▶ **What you will do**
Pull out each line of the rows below that contains the word "stone", and list those lines.

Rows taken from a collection

>> Begin

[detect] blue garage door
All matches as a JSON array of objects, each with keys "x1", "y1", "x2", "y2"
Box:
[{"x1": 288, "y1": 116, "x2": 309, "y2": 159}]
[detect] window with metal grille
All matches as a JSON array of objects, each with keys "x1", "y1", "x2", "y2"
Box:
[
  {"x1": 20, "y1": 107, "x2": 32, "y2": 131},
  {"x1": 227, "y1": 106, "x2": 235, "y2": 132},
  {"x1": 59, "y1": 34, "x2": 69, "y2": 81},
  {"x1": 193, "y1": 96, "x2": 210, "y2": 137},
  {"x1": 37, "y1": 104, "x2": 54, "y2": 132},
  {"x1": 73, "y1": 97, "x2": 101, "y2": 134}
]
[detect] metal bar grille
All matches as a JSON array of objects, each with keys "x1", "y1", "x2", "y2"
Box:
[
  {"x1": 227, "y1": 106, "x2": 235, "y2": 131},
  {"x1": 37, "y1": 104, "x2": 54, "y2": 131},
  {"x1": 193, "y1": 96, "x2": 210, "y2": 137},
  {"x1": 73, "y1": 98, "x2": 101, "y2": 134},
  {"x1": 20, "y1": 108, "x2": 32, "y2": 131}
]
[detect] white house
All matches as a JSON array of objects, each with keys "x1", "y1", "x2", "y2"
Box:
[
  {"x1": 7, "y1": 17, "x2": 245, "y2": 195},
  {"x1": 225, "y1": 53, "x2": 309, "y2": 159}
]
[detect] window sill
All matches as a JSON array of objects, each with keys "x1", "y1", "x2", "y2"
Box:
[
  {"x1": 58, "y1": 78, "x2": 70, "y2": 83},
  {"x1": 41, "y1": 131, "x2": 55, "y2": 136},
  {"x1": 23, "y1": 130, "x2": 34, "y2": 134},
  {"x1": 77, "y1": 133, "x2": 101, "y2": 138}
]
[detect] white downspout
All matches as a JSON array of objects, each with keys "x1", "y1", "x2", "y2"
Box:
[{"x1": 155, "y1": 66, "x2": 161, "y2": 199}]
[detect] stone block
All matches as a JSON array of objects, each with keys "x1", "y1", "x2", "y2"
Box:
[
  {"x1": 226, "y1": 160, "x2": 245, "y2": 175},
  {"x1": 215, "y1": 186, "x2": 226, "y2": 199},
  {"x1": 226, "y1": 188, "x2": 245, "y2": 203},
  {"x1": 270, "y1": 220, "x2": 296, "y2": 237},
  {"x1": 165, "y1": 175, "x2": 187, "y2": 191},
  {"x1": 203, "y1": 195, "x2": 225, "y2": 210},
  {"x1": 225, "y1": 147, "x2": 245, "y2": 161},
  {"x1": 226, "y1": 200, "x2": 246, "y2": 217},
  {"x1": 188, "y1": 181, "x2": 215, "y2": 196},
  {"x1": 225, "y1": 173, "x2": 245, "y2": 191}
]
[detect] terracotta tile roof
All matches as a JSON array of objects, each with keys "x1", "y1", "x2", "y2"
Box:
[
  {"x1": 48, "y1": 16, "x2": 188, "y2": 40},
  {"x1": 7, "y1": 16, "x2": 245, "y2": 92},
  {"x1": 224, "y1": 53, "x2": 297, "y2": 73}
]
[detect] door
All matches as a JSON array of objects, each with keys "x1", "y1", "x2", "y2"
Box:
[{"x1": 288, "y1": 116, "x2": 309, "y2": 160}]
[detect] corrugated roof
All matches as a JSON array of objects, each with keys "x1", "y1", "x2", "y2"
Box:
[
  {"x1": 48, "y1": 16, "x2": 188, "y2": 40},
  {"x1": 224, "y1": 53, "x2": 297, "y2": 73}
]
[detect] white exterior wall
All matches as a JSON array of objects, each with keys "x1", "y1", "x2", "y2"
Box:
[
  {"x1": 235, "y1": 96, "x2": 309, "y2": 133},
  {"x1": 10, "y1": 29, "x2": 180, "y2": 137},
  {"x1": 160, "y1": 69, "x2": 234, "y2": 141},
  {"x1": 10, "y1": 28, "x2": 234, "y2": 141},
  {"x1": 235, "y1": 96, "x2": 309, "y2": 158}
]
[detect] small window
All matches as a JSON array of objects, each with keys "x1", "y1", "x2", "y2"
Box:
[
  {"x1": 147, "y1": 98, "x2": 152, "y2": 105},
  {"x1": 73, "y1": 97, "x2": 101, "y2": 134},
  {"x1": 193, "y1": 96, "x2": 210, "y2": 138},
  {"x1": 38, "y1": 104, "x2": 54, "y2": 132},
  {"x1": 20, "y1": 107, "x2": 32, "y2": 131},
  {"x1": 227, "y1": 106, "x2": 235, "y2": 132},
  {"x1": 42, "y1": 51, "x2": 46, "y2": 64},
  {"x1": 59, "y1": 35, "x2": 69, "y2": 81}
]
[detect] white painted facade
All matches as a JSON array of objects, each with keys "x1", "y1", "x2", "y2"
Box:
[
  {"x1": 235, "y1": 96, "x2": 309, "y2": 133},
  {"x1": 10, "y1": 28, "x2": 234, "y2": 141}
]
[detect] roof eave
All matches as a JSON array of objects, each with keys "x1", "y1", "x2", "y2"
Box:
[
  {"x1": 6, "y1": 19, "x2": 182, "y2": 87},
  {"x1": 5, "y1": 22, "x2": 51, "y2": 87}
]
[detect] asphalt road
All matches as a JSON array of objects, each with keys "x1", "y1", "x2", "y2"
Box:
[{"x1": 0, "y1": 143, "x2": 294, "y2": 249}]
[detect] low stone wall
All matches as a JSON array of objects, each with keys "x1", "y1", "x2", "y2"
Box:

>> End

▶ **Exercise result**
[detect] stone block
[detect] low stone wall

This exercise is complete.